- [SET PROBLEM 1]: Reproduce word for word the part of the thread about exchange stalling during WAL state restoration between "On Thu, 13 Sep" and "previously this topic.", inclusive.
- [SET PROBLEM 2]: For each statement below, say yes or no to whether the thread about exchange stalling during WAL state restoration supports it, and quote the words from the thread that settle it. (a) The changes in the patch are described as relatively small. (b) The writer of the latest message wants the issue included in release 2.8. (c) Pavel's reply says the approach is going in the wrong direction.

- [DOCUMENT SECTION]:

★ ★ ★

Re: Exchange stucks while node restoring state from WAL

Maxim Muzafarov Tue, 18 Sep 2018 08:03:10 -0700

Igniters,

I would like this issue to be part of release 2.7. There is not much time
left
considering that I will have to correct comments after the review.


Will anyone help with review?

PR: https://github.com/apache/ignite/pull/4520/files
Upsource: https://reviews.ignite.apache.org/ignite/review/IGNT-CR-727
JIRA: https://issues.apache.org/jira/browse/IGNITE-7196

On Thu, 13 Sep 2018 at 11:27 Maxim Muzafarov <[email protected]> wrote:

> Igniters,
>
> I need your help with the review of this patch. In general, it will help
> to reduce PME duration. I've moved binary
> memory recovery at the moment of node startup as we've discussed it with
> Pavel previously this topic.
>
> Changes are relatively small (+299 −95) and they are ready. I've left a
> comment in JIRA with high-level
> implementation details. Hope, this will help with the review [1].
>
> Please, take a look.
> PR: https://github.com/apache/ignite/pull/4520/files
> Upsource: https://reviews.ignite.apache.org/ignite/review/IGNT-CR-727
> JIRA: https://issues.apache.org/jira/browse/IGNITE-7196
> TC Run All: [2]
>
>
> [1]
> https://issues.apache.org/jira/browse/IGNITE-7196?focusedCommentId=16613175&page=com.atlassian.jira.plugin.system.issuetabpanels%3Acomment-tabpanel#comment-16613175
> [2]
> https://ci.ignite.apache.org/viewLog.html?buildId=1835822&tab=buildResultsDiv&buildTypeId=IgniteTests24Java8_RunAll
>
>
> On Tue, 28 Aug 2018 at 17:59 Pavel Kovalenko <[email protected]> wrote:
>
>> Hello Maxim,
>>
>> I think you're going in the right direction, but why you perform binary
>> recovery only in the case when a node in the baseline?

★ ★ ★

- [STORED ROWS]:
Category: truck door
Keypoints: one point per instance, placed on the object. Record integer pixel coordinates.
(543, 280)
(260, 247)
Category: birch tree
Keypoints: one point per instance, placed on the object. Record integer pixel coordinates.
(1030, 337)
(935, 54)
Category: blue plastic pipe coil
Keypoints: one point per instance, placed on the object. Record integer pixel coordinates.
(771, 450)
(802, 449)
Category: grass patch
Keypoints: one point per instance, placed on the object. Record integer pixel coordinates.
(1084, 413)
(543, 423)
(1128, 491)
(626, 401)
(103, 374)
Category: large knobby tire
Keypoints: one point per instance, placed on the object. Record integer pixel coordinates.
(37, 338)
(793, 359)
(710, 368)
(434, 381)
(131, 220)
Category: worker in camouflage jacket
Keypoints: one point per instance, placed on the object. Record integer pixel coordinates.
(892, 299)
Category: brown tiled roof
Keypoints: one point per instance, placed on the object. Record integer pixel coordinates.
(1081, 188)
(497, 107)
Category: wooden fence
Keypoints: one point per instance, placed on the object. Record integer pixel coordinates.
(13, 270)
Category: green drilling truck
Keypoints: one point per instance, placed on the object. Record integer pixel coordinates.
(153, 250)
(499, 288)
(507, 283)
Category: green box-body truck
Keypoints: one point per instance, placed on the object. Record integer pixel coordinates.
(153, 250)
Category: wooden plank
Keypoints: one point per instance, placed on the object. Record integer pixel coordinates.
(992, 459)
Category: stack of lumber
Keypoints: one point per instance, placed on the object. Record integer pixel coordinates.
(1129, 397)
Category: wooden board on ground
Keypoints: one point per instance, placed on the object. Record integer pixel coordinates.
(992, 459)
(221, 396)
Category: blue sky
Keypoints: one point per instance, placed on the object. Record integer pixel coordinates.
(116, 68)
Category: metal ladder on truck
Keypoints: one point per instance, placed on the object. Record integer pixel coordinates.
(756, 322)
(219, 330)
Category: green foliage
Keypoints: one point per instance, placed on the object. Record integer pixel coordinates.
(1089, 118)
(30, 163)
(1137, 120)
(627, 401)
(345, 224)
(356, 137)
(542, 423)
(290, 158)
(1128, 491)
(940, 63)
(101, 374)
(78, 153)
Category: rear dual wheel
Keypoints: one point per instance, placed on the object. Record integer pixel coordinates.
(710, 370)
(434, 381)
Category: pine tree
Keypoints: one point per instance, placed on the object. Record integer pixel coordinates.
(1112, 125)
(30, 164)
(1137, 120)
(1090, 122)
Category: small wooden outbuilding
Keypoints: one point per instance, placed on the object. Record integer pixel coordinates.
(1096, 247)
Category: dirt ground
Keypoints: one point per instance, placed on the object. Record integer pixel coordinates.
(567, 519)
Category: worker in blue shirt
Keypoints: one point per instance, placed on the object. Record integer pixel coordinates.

★ ★ ★

- [WORKED SOLUTION 1]:
On Thu, 13 Sep 2018 at 11:27 Maxim Muzafarov <[email protected]> wrote:

> Igniters,
>
> I need your help with the review of this patch. In general, it will help
> to reduce PME duration. I've moved binary
> memory recovery at the moment of node startup as we've discussed it with
> Pavel previously this topic.

- [WORKED SOLUTION 2]:
(a) Yes: "Changes are relatively small (+299 −95) and they are ready."
(b) No: "I would like this issue to be part of release 2.7."
(c) No: "I think you're going in the right direction"